[Problem to solve]
Switch each "Target" in the material below to "Object", leaving every other part of the lines as it is.

Start of Material for this task

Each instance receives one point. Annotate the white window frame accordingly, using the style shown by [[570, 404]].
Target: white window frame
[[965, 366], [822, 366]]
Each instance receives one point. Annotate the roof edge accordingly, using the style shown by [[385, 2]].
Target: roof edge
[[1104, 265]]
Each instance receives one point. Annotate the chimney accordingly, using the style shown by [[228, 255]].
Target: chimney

End of Material for this task

[Solution to the problem]
Each instance receives one point. Annotate the white window frame accordingly, using the style shown by [[570, 404]].
Object: white window frame
[[965, 366], [822, 366]]
Each instance receives one point. Annotate the roof edge accordingly, using the style shown by [[385, 2]].
Object: roof edge
[[1104, 265]]
Each instance receives one point. Annotate the chimney accordingly, using the style shown by [[228, 255]].
Object: chimney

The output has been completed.